(Entries from an annotation dataset)
---+---

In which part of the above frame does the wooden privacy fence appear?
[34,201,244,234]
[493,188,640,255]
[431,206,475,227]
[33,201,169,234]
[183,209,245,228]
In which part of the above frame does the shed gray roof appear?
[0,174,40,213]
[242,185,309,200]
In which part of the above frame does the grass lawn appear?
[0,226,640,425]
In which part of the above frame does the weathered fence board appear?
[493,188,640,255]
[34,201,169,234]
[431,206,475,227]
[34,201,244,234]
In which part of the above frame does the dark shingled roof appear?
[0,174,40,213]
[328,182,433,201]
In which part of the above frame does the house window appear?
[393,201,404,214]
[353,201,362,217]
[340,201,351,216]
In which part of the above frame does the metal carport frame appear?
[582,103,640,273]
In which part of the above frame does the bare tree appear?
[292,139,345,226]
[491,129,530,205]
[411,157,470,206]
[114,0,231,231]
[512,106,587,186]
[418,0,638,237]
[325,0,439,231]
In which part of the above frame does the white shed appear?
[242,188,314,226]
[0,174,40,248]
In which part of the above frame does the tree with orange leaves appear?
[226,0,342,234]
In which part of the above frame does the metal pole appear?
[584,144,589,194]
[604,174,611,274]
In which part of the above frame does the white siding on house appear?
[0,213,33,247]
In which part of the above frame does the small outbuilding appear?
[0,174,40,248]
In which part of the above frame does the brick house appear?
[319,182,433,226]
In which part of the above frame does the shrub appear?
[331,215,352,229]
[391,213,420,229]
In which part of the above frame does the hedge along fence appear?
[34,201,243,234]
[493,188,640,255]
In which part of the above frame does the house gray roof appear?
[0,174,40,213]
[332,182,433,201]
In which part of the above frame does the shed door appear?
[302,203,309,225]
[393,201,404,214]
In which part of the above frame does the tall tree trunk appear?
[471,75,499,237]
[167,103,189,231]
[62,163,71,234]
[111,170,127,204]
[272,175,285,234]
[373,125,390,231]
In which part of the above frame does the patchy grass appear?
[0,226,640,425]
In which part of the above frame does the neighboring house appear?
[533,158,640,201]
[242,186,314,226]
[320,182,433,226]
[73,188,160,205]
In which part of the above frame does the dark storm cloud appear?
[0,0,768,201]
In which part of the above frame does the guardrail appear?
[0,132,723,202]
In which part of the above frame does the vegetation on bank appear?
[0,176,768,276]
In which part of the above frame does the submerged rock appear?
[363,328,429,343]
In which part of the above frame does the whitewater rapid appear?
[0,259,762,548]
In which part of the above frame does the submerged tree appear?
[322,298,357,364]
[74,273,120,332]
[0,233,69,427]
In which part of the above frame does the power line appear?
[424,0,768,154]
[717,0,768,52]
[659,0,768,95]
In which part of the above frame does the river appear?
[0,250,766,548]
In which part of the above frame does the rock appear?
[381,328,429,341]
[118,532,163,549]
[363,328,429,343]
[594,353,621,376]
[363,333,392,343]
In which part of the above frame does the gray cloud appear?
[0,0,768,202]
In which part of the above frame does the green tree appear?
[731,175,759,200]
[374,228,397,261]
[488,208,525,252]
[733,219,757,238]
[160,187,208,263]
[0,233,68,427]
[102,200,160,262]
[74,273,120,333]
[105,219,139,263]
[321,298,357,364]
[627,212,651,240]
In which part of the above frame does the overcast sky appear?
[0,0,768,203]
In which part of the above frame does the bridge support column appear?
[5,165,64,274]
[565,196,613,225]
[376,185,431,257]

---+---

• _DIRECTIONS FOR THIS TASK_
Switch "appear" to "show up" throughout the listing above, keeping every other line unchanged.

• _EXERCISE SOLUTION_
In which part of the above frame does the wooden privacy fence show up?
[34,201,244,234]
[493,188,640,255]
[431,206,475,227]
[33,201,169,234]
[183,209,245,228]
In which part of the above frame does the shed gray roof show up?
[0,174,40,213]
[242,185,309,200]
In which part of the above frame does the grass lawn show up?
[0,226,640,425]
In which part of the above frame does the weathered fence board show up?
[493,188,640,255]
[34,201,169,234]
[431,206,475,227]
[34,201,244,234]
In which part of the above frame does the dark shingled roof show up?
[0,174,40,213]
[328,182,433,201]
In which part of the above frame does the house window show up?
[393,201,404,214]
[353,201,362,217]
[340,201,351,216]
In which part of the above frame does the metal carport frame show up?
[582,103,640,273]
In which part of the above frame does the bare tree show up?
[292,139,345,226]
[491,129,530,205]
[411,157,470,206]
[114,0,231,231]
[512,106,587,186]
[418,0,638,237]
[325,0,439,231]
In which part of the above frame does the white shed show up?
[242,188,314,226]
[0,174,40,248]
In which part of the above frame does the tree with orange leaves show up?
[226,0,342,234]
In which part of the above frame does the metal pole show up?
[584,144,589,194]
[604,174,611,274]
In which part of the above frame does the white siding on house show up?
[0,213,33,247]
In which part of the above frame does the small outbuilding show up?
[0,174,40,248]
In which part of the above frame does the brick house show up?
[319,182,433,226]
In which part of the above frame does the shrub show up?
[331,215,352,229]
[391,213,420,229]
In which part of the above frame does the hedge along fence show up?
[34,201,243,234]
[493,188,640,255]
In which part of the above frame does the house gray roof show up?
[0,174,40,213]
[332,182,433,201]
In which part of the above frame does the shed door show up?
[302,203,309,225]
[393,201,404,214]
In which part of the above frame does the tall tree trunk show up?
[471,75,499,237]
[167,103,189,231]
[62,163,71,234]
[111,170,127,204]
[272,175,285,234]
[373,125,390,231]
In which part of the above frame does the patchy grass show up?
[0,226,640,425]
In which part of the above frame does the neighboring house show up?
[533,158,640,201]
[242,186,314,226]
[320,182,433,226]
[73,188,160,205]
In which part of the above frame does the dark storm cloud show up?
[0,0,768,201]
In which part of the above frame does the guardrail show up?
[0,132,723,202]
In which part of the above frame does the vegetation on bank show up?
[0,176,768,276]
In which part of the above frame does the submerged rock show up?
[363,328,429,343]
In which part of the above frame does the whitewater rapid show up?
[0,259,762,548]
In which part of the above frame does the submerged tree show up?
[322,298,357,364]
[74,273,120,332]
[0,233,69,427]
In which part of the above frame does the power line show up?
[424,0,768,154]
[717,0,768,52]
[659,0,768,95]
In which part of the above frame does the river show up?
[0,250,766,548]
In which part of the above frame does the rock show up?
[381,328,429,341]
[118,532,163,549]
[363,328,429,343]
[594,353,621,376]
[363,333,392,343]
In which part of the above frame does the gray cloud show up?
[0,0,768,202]
In which part of the above frame does the green tree show up?
[731,175,759,200]
[374,228,397,261]
[488,208,525,252]
[733,219,757,238]
[160,187,208,263]
[0,233,68,427]
[102,200,160,262]
[74,273,120,333]
[105,219,139,263]
[321,298,357,364]
[627,212,651,240]
In which part of the above frame does the overcast sky show up?
[0,0,768,203]
In which part of the above frame does the bridge support column show up?
[5,165,64,274]
[565,196,613,225]
[376,185,431,257]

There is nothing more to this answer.